▸ **Work required**
Reproduce only the part of the items that opens with the line containing "Where can you find the yellow" and closes with the line containing "pixel 302 61", changing "yellow advertising banner" to "blue advertising banner" and leaving everything else unchanged.

___ Record set

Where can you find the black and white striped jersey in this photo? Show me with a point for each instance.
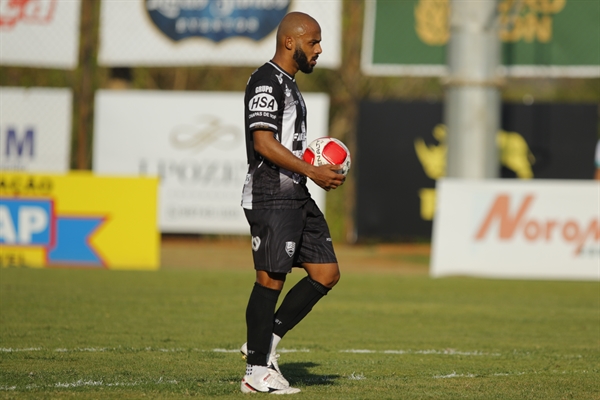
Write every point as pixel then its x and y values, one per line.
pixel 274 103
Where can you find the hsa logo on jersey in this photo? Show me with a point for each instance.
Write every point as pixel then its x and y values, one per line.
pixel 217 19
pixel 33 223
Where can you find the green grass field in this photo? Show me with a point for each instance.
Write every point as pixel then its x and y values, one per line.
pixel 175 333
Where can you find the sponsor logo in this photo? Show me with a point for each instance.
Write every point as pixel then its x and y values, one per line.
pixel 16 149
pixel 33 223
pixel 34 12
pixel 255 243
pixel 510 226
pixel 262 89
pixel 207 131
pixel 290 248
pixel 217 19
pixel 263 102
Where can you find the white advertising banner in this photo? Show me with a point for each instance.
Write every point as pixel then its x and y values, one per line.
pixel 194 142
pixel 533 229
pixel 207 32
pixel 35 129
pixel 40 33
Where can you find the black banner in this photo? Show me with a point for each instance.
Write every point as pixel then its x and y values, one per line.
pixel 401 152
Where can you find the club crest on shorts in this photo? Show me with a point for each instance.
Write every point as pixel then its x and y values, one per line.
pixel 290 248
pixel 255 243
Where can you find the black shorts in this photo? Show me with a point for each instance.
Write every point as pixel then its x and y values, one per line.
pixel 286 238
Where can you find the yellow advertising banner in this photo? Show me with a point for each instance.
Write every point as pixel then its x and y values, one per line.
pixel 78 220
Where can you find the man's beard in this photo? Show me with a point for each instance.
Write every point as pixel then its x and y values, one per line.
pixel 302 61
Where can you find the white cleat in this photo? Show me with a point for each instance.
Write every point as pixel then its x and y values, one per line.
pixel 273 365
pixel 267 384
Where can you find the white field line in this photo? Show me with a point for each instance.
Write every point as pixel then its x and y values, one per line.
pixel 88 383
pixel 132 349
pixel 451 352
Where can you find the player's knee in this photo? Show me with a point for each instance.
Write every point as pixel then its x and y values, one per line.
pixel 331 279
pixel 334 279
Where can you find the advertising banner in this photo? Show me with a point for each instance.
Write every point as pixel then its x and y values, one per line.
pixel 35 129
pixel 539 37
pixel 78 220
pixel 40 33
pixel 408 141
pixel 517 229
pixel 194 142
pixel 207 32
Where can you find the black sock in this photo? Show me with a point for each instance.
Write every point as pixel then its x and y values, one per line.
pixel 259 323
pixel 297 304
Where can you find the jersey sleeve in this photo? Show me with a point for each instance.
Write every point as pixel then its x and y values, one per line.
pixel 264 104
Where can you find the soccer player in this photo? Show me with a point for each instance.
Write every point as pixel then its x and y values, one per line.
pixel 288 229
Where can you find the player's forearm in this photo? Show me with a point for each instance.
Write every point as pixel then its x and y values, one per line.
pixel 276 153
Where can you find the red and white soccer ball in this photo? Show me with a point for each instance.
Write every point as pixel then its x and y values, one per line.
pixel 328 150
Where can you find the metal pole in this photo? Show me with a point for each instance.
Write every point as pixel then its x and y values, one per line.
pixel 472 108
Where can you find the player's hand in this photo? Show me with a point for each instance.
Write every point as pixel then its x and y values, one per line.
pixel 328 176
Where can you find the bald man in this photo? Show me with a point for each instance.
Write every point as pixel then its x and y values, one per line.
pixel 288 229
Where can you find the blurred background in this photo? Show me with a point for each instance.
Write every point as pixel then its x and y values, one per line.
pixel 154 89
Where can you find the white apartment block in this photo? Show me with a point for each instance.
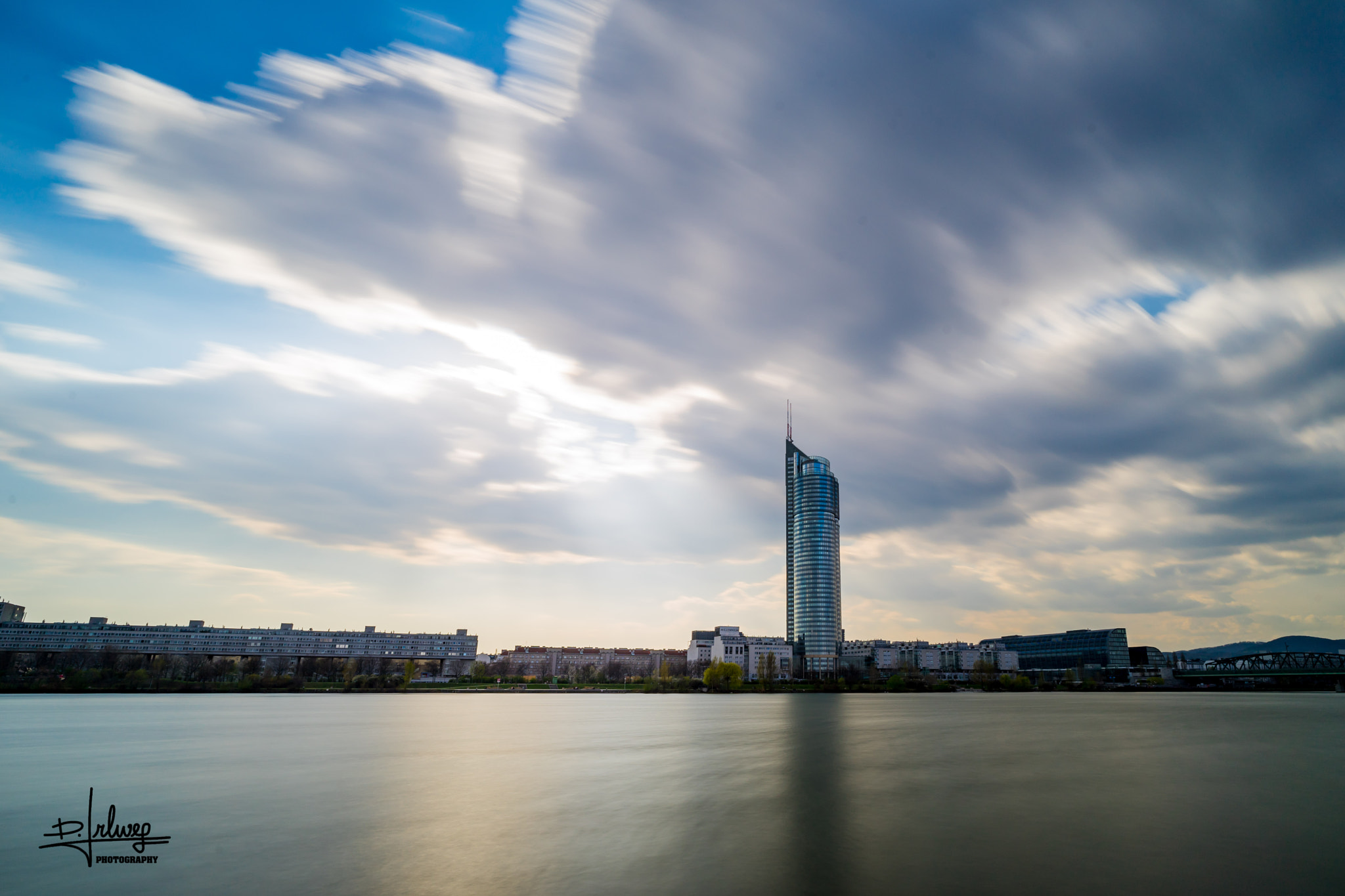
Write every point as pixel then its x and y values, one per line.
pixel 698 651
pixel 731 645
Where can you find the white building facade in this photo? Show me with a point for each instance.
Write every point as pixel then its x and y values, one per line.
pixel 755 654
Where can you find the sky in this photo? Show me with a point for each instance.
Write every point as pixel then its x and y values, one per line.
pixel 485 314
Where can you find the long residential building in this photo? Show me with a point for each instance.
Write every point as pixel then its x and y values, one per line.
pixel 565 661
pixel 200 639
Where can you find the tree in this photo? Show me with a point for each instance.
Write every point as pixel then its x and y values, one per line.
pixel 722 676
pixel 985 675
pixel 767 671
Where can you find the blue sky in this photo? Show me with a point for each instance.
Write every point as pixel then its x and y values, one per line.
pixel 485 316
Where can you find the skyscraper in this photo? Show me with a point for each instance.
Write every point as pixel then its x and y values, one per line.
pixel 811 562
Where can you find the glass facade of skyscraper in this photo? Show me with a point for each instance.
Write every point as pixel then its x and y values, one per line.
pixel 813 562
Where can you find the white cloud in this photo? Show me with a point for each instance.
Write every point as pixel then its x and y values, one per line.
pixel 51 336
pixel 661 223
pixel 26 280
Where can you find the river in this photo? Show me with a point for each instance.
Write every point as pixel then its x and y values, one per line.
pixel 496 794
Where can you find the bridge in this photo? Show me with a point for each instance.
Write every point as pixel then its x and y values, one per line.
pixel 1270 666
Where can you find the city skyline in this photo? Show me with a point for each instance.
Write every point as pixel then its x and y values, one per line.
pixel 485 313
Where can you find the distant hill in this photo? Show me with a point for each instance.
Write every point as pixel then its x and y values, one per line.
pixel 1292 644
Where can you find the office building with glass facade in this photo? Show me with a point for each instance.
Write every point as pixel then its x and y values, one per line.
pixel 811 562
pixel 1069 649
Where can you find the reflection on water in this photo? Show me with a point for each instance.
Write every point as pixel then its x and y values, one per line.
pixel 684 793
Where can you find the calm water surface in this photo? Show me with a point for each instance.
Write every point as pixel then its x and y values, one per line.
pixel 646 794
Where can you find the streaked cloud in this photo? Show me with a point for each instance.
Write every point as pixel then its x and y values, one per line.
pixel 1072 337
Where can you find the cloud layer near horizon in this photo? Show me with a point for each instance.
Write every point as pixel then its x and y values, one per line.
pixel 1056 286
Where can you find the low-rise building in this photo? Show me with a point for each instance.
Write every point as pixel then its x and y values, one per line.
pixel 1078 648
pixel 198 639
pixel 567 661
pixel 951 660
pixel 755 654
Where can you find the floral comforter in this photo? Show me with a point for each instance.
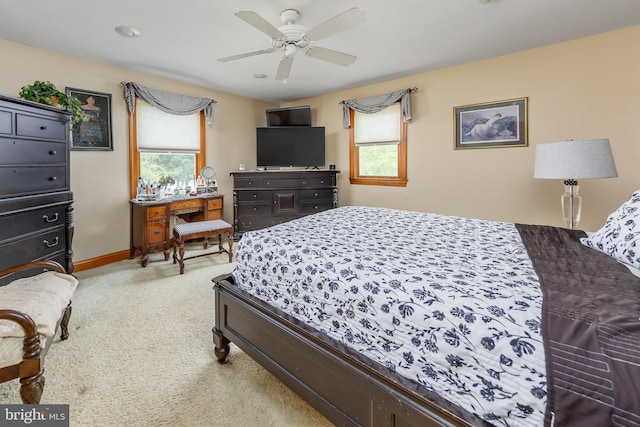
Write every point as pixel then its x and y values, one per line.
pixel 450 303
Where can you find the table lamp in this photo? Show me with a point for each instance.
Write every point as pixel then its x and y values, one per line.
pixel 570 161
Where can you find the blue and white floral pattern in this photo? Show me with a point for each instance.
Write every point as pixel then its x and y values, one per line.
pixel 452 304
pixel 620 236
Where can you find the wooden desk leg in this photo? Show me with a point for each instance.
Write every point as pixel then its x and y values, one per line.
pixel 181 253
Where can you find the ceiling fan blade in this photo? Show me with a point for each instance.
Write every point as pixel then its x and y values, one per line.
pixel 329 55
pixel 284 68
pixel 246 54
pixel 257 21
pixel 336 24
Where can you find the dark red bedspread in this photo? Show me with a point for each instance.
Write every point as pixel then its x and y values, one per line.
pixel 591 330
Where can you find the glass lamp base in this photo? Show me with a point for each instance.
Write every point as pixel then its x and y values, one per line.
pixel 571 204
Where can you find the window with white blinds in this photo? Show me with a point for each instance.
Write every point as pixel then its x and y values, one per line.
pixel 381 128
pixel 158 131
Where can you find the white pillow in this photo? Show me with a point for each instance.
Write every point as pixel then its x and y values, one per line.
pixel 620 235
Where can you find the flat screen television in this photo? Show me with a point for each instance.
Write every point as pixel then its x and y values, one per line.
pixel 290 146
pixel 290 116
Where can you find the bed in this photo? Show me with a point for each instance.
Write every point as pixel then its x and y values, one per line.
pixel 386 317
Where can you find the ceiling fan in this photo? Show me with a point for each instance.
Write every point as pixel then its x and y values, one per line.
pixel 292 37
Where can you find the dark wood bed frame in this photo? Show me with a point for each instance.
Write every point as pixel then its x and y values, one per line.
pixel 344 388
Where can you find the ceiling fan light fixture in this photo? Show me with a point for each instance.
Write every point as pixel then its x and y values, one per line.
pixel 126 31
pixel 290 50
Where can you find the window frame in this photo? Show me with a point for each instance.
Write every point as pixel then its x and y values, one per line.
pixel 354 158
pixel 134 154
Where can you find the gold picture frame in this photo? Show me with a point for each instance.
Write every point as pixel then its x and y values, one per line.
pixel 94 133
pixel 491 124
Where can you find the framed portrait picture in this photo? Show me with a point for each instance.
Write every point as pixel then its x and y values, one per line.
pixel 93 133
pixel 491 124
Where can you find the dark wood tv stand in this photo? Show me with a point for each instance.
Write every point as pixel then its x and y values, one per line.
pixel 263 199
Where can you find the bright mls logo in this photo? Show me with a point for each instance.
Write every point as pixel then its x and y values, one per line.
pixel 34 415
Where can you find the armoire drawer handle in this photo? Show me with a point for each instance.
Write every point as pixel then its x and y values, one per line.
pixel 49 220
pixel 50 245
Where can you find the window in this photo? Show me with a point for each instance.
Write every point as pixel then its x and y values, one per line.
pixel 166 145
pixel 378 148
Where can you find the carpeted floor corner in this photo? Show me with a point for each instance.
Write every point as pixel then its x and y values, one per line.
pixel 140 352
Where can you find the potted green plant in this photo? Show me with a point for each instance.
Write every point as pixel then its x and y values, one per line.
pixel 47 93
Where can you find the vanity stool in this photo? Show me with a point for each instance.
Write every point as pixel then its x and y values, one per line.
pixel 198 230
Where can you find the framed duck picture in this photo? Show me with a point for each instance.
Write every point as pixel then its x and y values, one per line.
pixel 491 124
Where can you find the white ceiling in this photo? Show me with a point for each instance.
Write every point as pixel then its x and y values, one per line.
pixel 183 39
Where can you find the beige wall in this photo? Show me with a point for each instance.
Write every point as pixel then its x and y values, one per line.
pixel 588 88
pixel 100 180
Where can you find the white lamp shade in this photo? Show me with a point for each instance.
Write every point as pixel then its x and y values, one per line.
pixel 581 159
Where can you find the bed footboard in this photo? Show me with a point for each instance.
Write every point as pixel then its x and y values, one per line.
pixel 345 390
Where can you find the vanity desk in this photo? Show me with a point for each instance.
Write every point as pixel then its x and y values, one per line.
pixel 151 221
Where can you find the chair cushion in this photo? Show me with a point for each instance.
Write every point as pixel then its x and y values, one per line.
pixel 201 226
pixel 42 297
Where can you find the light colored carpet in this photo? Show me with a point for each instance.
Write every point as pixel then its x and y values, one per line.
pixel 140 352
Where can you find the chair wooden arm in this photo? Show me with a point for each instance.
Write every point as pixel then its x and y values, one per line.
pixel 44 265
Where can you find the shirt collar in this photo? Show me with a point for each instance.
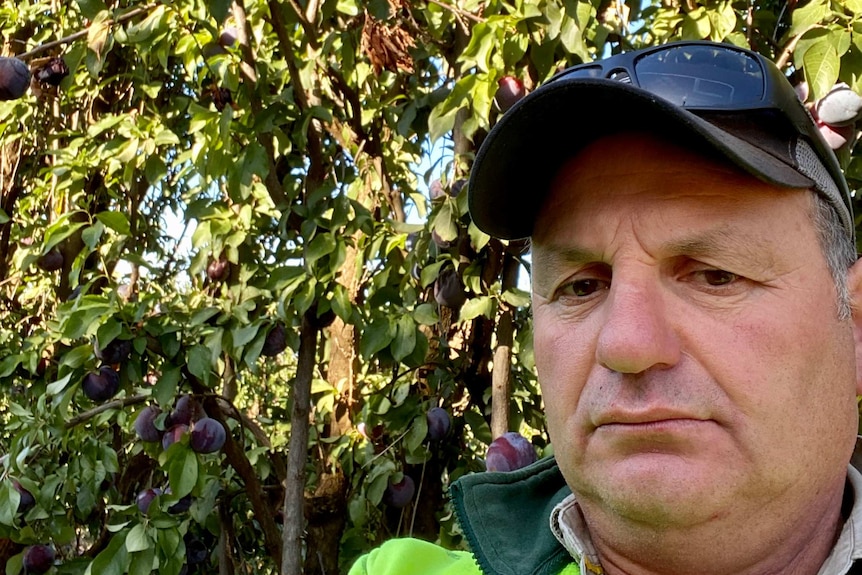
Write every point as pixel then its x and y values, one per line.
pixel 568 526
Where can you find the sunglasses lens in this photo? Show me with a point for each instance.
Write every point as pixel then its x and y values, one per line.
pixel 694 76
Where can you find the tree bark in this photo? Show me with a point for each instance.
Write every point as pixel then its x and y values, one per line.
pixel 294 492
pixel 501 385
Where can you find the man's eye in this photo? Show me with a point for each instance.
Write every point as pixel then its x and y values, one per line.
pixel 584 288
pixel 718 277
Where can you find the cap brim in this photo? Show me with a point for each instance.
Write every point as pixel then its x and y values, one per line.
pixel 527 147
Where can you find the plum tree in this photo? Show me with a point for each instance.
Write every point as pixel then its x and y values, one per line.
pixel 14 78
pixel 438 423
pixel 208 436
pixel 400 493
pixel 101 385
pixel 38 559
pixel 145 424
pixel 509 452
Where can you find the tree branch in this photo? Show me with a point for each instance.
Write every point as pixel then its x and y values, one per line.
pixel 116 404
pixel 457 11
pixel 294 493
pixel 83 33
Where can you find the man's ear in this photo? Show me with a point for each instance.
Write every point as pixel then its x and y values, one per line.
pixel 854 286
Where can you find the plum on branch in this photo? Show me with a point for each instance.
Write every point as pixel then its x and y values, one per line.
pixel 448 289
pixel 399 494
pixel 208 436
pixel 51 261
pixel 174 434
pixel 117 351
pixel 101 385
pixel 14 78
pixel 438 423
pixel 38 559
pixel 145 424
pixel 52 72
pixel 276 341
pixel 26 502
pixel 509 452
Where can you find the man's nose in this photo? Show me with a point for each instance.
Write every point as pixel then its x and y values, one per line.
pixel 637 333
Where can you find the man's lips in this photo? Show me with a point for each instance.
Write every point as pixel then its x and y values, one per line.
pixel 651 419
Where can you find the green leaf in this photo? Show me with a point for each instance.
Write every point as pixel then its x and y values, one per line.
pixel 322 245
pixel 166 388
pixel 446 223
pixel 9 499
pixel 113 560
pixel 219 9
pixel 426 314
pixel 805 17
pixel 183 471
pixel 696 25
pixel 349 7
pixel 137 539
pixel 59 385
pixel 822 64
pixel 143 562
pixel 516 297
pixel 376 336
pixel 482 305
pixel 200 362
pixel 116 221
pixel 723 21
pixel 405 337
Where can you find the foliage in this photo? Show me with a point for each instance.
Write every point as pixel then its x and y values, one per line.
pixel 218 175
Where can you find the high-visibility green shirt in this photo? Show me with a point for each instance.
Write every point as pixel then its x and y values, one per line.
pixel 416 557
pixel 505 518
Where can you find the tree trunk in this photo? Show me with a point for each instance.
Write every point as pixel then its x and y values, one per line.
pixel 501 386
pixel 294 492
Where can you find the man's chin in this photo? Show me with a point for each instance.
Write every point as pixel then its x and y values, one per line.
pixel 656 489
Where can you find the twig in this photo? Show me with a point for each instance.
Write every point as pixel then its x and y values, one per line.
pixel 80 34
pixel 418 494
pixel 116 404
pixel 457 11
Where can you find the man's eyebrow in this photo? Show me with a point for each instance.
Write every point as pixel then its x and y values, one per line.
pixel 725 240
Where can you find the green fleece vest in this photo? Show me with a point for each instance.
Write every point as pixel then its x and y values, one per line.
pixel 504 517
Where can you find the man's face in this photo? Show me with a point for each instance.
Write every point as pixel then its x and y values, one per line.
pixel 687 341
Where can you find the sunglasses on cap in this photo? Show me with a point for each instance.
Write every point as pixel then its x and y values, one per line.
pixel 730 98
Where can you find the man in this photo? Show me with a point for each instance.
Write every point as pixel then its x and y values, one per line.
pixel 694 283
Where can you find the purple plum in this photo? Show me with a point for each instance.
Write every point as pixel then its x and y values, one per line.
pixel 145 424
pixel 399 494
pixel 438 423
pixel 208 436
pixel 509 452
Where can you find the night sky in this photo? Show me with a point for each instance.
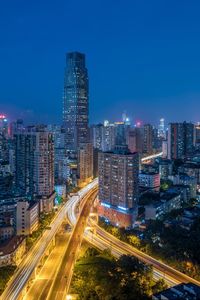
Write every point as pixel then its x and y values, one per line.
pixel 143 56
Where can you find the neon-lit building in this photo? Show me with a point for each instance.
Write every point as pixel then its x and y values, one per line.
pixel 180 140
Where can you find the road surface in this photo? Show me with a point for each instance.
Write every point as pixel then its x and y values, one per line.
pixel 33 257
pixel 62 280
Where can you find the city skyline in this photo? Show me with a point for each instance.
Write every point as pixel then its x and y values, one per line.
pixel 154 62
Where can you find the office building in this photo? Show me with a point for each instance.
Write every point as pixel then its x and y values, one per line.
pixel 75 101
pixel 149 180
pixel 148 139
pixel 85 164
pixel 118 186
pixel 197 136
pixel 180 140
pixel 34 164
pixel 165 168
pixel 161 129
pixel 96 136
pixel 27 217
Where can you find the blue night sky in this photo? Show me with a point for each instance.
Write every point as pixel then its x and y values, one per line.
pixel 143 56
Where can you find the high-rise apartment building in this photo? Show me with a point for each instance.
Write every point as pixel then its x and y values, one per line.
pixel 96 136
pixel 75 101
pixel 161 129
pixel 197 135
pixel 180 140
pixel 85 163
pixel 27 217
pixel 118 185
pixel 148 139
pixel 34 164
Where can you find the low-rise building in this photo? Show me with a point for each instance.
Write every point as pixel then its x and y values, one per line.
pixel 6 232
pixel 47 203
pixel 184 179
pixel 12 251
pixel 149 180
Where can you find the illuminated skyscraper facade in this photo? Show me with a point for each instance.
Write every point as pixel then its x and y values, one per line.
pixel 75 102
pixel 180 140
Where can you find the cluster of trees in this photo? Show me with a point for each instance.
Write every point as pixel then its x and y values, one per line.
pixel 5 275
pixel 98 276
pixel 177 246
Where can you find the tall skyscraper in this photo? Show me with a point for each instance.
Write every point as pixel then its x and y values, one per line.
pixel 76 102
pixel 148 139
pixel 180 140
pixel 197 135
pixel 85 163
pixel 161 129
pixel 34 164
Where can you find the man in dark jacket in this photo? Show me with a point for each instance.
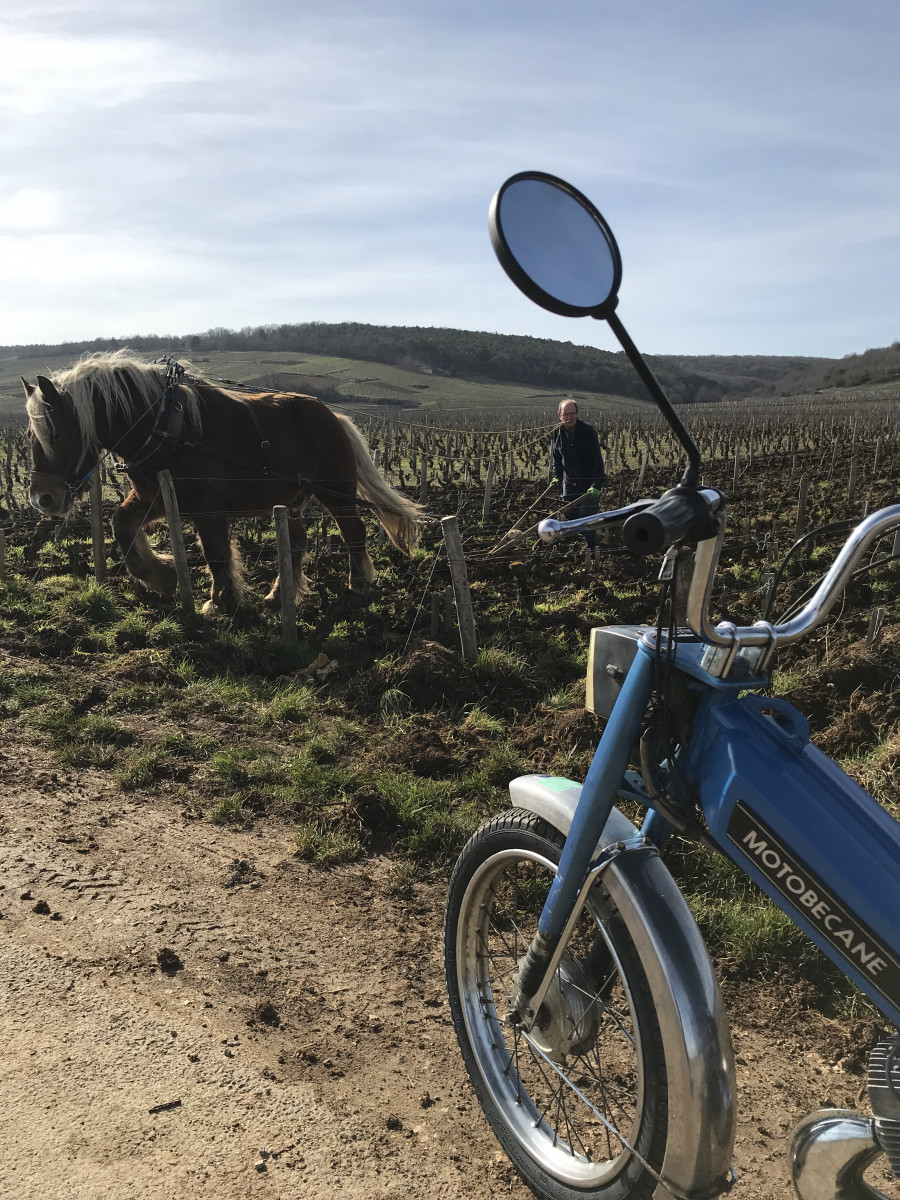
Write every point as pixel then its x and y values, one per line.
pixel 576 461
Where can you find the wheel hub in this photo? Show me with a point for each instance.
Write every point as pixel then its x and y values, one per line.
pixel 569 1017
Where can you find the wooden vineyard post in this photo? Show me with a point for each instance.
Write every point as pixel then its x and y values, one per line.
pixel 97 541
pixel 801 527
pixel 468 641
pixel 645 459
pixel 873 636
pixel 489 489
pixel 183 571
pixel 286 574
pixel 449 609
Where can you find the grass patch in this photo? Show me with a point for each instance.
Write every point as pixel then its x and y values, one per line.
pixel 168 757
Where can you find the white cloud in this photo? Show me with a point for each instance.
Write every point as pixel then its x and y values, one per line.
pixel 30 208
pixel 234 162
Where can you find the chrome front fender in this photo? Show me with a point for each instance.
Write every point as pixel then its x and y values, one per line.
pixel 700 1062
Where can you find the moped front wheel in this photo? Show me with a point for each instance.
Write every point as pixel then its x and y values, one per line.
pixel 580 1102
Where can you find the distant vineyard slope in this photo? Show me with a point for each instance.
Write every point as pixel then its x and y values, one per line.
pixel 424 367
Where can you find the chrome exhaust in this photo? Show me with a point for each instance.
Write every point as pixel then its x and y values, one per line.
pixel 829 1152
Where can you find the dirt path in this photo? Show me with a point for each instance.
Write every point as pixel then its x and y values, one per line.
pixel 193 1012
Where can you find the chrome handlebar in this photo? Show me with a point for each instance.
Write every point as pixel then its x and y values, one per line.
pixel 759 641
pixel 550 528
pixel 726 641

______

▸ **Correct response**
Where can you find the blue advertising banner in this photo? Show me with a point for each instance.
Write every point as pixel then its x and y values, one per line.
pixel 78 220
Where can you find the man's beard in this photo? Show me with a point for each instance.
Write every point as pixel then its x and y values, one per line.
pixel 302 61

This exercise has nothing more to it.